▶ Excerpted data
============

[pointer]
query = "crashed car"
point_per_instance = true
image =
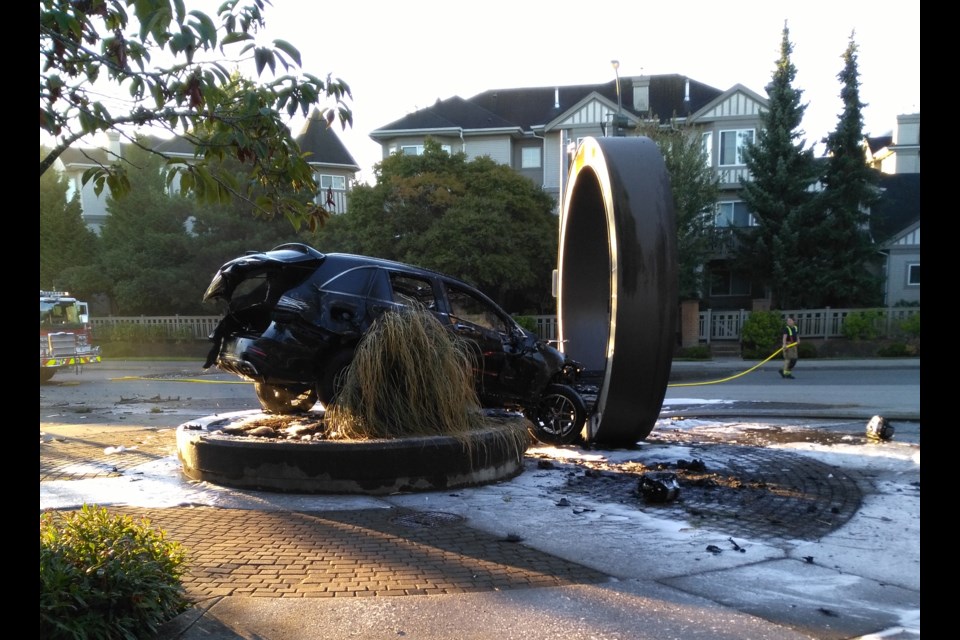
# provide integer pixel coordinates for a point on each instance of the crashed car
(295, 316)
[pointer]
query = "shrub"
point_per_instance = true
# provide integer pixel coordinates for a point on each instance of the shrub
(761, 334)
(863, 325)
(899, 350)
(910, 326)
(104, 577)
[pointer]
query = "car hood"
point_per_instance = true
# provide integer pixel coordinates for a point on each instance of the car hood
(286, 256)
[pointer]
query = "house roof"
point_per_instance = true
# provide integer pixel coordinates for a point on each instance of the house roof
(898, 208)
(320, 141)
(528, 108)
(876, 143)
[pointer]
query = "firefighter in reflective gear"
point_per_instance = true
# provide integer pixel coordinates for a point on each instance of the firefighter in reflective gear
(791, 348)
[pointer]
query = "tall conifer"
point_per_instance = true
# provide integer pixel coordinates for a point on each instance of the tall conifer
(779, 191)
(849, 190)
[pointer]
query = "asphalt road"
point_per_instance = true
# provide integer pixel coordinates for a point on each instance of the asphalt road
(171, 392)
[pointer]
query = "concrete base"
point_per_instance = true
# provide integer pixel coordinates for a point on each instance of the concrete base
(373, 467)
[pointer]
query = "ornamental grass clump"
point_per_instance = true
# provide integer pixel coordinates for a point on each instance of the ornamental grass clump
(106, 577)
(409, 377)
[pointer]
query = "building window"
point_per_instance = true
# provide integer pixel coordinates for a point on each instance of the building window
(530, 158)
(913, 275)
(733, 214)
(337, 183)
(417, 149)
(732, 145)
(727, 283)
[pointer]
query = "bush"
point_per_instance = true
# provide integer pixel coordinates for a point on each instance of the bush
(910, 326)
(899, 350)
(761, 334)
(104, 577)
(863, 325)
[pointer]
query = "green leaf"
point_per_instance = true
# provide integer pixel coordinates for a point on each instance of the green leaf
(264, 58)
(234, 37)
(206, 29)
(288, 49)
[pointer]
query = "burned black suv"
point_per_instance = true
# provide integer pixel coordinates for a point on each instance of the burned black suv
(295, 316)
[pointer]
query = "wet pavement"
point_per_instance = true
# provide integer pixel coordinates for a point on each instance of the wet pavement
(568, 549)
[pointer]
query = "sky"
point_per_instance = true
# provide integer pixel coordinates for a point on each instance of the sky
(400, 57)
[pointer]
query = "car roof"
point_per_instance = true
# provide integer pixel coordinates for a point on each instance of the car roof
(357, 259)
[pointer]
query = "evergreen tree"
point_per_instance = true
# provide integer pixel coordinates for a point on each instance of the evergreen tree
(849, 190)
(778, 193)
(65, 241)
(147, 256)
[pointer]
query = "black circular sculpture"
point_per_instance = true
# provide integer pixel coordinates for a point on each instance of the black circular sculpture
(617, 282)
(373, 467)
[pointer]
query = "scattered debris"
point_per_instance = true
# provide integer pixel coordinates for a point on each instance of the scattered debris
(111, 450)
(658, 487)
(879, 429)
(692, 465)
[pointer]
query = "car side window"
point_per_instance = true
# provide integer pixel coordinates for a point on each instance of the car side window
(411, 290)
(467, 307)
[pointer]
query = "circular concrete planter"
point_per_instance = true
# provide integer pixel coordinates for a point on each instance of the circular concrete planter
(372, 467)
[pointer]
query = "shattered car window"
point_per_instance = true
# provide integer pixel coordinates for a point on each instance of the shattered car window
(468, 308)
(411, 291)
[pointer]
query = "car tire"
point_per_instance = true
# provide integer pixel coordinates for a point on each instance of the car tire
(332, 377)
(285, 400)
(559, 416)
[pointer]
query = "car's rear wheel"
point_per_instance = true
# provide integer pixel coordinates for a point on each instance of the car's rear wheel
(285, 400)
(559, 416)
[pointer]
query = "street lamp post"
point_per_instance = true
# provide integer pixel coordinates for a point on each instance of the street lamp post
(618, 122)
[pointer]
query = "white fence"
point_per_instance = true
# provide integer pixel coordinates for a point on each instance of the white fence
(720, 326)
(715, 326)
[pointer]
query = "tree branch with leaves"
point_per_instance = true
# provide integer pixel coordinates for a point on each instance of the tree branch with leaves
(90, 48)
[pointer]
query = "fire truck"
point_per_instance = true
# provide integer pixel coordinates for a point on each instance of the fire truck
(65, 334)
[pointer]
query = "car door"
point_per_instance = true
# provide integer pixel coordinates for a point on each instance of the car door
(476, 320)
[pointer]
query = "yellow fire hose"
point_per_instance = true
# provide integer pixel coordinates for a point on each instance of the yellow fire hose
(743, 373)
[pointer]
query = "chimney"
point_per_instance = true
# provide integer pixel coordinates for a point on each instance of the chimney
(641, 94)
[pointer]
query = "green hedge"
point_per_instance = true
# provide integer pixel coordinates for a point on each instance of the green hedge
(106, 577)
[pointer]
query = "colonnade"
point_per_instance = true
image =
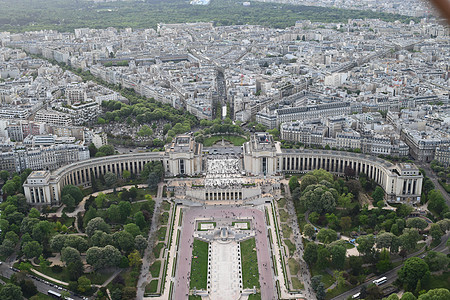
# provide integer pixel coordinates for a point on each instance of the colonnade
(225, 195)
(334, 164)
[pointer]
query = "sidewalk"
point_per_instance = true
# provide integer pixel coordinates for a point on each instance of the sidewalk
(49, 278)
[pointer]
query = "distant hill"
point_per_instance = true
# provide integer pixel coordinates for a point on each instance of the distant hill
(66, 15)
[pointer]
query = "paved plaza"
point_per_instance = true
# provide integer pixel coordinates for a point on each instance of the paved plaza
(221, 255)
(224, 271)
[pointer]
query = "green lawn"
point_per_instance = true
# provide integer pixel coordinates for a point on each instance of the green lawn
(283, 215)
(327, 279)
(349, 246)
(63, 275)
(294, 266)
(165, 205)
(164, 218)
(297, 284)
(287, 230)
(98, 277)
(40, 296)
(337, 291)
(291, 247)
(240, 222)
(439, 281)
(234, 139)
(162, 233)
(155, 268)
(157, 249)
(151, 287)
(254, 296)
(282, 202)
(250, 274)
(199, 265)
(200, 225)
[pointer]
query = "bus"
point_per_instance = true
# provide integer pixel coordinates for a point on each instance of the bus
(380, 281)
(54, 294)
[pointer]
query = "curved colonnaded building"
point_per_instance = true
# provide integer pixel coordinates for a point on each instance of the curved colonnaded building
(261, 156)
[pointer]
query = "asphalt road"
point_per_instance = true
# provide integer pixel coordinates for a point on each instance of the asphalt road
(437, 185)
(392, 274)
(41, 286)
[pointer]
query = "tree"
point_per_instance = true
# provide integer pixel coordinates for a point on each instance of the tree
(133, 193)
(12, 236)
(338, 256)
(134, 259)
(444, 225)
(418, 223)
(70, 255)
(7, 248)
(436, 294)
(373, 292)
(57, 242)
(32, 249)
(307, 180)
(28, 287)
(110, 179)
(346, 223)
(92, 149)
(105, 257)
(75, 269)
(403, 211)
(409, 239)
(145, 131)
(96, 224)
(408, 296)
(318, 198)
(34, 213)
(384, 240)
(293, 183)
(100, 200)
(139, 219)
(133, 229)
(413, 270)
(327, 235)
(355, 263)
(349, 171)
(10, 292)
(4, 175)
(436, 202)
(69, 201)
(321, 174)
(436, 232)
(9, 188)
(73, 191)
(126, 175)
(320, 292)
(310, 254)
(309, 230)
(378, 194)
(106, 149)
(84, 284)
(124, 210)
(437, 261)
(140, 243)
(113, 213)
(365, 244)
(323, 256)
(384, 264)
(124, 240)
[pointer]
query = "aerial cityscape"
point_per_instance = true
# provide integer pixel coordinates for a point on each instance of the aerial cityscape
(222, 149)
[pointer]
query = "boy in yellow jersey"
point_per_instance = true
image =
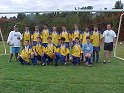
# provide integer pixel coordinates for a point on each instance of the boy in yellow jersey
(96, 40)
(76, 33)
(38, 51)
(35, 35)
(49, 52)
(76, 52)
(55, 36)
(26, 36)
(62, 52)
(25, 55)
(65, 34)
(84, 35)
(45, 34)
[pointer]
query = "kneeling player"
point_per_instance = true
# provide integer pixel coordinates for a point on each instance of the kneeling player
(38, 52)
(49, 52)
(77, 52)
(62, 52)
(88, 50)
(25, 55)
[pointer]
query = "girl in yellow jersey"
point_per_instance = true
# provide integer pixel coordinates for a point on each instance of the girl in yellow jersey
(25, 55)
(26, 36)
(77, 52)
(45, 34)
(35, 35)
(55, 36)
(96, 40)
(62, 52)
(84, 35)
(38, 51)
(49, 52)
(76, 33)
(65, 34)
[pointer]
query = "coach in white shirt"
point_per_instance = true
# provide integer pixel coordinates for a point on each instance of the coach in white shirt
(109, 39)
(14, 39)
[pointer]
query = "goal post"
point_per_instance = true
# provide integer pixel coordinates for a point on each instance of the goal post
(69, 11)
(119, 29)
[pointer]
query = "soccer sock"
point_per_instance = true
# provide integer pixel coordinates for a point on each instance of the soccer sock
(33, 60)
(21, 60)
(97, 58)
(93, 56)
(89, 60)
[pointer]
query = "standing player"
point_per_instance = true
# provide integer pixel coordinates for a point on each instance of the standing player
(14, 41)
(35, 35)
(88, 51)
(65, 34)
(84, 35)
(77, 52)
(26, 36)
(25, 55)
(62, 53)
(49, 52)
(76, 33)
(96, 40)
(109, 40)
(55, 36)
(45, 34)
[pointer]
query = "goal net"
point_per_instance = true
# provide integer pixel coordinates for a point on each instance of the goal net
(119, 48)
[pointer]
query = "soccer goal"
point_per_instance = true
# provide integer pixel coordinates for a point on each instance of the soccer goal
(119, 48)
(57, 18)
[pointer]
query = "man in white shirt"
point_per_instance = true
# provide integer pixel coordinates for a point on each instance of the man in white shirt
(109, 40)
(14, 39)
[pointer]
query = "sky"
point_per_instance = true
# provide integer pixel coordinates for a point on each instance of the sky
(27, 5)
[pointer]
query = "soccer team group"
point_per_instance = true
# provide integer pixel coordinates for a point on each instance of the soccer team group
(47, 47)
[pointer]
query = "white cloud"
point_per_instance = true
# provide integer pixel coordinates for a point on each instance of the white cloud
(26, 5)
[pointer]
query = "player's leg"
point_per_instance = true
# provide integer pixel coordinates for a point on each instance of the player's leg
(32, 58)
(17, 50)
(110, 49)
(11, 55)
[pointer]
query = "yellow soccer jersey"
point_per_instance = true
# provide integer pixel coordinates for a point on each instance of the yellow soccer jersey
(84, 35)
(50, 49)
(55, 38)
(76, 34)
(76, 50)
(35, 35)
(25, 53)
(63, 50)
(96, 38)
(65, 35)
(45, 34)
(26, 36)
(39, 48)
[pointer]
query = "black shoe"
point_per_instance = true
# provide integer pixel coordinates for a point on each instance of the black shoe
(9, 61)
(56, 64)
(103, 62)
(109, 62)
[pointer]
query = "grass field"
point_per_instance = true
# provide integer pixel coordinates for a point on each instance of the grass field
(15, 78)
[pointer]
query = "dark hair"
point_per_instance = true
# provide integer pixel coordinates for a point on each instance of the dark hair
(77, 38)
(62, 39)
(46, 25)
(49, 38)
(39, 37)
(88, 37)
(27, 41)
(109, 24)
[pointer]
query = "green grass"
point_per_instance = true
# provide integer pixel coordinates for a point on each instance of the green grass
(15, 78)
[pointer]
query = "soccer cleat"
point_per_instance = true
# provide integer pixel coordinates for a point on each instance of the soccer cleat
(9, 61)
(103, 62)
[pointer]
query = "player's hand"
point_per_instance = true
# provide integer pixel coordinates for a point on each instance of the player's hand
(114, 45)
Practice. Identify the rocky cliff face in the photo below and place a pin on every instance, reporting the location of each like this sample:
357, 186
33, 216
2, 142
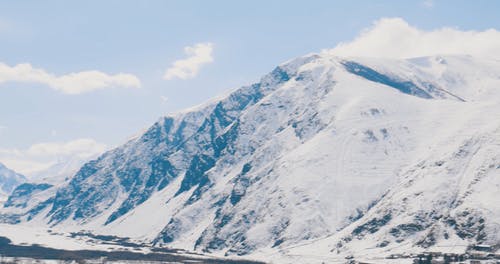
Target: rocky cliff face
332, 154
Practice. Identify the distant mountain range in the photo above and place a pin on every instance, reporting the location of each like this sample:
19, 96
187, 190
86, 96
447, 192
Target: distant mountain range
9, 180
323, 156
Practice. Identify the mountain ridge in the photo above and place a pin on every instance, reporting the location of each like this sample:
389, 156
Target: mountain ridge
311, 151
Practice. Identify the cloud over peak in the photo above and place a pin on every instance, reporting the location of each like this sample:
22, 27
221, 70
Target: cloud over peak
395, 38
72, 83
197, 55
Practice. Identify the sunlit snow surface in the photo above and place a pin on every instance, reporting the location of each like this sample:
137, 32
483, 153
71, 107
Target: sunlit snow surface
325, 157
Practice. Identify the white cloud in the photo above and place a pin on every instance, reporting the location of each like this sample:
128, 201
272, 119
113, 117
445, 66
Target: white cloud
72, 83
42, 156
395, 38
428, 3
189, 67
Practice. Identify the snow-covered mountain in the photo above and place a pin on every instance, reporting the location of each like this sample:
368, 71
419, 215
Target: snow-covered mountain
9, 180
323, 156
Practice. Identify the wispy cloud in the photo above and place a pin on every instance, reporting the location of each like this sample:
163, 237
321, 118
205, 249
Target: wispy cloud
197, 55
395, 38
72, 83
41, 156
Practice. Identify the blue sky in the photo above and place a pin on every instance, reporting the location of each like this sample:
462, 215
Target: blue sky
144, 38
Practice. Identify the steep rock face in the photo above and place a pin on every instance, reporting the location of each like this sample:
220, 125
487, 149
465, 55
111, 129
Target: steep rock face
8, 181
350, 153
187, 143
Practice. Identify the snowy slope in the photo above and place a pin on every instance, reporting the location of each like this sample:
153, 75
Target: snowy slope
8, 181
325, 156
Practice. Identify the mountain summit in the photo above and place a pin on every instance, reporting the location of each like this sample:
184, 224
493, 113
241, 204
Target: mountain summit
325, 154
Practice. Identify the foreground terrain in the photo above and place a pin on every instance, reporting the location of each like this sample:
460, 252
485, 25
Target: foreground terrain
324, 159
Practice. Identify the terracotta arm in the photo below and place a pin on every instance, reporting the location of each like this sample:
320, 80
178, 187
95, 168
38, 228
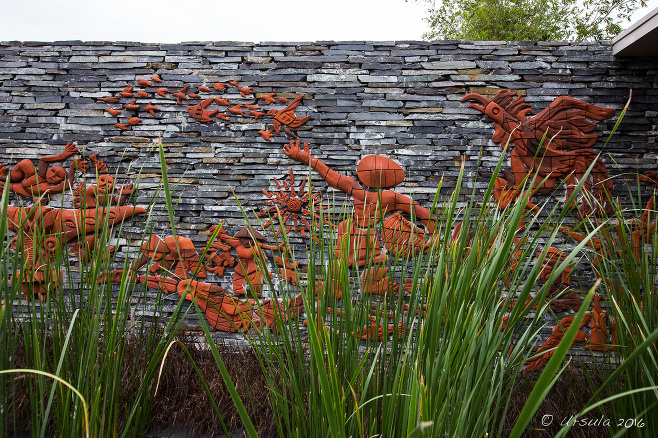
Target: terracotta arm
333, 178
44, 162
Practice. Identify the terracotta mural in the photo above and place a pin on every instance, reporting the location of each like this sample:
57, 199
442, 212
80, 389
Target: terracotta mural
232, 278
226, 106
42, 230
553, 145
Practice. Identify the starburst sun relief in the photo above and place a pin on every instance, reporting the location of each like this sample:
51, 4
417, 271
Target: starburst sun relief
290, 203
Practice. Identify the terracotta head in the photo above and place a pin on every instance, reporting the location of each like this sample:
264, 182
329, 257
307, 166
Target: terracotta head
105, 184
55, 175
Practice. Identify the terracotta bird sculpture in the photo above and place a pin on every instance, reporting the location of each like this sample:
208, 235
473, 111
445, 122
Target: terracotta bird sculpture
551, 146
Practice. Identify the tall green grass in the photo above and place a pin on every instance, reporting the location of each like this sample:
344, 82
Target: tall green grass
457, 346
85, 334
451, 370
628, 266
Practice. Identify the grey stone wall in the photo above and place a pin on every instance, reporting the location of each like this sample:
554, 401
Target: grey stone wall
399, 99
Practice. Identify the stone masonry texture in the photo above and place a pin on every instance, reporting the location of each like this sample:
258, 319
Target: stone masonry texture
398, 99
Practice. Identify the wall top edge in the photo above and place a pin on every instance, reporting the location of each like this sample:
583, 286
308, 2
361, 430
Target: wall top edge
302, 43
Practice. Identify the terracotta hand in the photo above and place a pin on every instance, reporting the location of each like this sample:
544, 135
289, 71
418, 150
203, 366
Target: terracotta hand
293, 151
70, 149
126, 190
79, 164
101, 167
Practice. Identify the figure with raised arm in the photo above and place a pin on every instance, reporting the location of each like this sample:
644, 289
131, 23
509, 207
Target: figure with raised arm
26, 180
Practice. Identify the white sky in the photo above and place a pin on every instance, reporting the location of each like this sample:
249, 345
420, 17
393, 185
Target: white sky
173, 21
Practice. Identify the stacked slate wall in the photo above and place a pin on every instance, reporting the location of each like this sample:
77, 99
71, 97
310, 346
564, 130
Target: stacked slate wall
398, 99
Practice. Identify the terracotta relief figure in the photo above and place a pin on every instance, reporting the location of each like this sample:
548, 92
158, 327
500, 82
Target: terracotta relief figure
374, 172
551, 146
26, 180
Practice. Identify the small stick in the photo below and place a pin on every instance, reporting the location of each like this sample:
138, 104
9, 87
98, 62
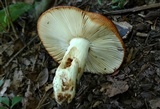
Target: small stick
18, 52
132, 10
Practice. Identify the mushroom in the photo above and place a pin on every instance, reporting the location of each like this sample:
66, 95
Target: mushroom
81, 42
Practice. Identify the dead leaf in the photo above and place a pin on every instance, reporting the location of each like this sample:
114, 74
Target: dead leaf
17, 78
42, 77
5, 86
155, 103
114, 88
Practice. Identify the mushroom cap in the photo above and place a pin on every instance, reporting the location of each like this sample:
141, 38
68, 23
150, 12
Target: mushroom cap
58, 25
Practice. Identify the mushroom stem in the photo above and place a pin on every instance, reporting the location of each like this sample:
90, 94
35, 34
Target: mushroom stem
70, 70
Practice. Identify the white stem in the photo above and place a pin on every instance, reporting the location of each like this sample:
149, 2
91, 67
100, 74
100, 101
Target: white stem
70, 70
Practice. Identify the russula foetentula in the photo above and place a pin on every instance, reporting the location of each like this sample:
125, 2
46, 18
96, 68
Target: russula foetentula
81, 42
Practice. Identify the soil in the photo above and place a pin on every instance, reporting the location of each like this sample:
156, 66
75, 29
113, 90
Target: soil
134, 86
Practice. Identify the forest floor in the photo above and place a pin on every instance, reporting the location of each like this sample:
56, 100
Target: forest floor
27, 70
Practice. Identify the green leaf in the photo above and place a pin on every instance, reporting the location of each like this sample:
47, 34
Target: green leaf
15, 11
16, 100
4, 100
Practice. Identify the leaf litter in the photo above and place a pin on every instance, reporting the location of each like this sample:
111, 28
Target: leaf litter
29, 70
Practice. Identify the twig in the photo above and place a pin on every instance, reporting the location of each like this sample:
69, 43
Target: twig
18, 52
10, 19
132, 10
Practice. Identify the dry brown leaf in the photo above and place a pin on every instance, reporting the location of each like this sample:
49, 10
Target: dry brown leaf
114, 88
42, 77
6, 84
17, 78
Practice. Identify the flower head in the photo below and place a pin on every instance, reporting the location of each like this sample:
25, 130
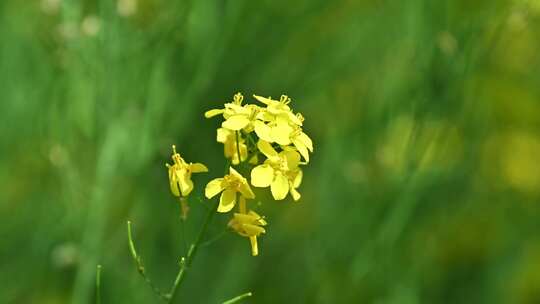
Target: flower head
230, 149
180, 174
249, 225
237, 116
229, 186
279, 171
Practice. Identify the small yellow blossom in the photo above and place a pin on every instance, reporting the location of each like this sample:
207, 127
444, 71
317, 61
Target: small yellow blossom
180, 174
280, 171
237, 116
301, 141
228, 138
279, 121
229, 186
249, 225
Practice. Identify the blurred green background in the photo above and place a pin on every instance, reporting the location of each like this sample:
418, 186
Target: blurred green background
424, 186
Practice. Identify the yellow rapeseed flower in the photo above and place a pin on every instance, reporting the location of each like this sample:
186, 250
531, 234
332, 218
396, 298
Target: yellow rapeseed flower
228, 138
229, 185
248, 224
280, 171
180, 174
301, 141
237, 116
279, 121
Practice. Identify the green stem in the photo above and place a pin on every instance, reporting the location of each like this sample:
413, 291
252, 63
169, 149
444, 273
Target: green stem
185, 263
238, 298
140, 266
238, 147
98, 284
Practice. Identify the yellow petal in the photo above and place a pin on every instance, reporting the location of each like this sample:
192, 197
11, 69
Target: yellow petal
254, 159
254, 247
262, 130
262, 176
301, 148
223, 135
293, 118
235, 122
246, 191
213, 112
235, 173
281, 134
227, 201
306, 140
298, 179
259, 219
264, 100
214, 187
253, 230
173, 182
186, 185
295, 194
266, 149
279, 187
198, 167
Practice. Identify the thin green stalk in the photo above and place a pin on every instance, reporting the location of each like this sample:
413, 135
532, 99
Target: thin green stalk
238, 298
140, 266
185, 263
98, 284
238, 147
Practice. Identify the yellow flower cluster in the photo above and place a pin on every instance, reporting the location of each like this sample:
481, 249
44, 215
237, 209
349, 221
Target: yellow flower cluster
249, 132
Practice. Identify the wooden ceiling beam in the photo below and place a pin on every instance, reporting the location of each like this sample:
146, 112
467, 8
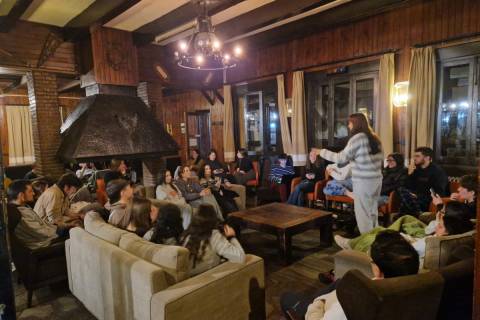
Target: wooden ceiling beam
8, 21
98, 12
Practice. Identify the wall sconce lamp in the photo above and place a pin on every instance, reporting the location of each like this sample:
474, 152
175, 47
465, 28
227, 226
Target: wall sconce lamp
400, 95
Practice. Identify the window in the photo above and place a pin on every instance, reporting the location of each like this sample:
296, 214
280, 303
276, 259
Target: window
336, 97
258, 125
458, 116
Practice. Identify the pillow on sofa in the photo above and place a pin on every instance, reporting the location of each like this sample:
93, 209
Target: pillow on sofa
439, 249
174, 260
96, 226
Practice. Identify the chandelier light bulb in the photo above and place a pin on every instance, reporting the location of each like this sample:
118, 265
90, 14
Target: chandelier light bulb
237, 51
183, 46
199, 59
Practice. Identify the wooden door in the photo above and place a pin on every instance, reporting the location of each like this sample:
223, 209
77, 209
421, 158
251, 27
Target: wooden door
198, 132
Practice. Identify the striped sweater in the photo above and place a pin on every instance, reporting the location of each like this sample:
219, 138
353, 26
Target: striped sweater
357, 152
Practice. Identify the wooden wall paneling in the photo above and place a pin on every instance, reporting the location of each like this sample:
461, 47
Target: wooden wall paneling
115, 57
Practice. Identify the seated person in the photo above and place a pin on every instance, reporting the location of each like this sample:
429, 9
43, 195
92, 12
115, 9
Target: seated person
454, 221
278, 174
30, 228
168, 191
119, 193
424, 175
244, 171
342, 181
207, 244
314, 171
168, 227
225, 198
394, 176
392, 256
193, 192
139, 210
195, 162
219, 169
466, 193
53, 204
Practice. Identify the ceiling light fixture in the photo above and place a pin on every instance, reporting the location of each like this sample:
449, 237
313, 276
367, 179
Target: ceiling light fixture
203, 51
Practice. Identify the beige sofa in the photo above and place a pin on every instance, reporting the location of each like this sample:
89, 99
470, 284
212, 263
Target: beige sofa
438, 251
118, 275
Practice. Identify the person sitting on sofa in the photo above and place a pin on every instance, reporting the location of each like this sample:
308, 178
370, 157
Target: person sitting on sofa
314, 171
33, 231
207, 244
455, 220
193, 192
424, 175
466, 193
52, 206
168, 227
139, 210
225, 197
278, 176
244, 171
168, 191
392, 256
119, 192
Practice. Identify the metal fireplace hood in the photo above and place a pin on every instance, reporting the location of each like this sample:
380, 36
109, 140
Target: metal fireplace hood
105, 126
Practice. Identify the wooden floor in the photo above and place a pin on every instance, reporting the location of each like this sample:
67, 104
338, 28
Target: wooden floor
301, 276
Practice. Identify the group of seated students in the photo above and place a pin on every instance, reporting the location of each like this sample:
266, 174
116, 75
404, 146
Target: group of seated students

============

▶ About this task
Lines in the listing above that contain the word "students" must be copied; leave out the rest.

▶ Solution for this task
Practice. Identify the group of seated students in the photo above and place a pin on every instance, reporting the location of each like this sample:
Target: group of seated students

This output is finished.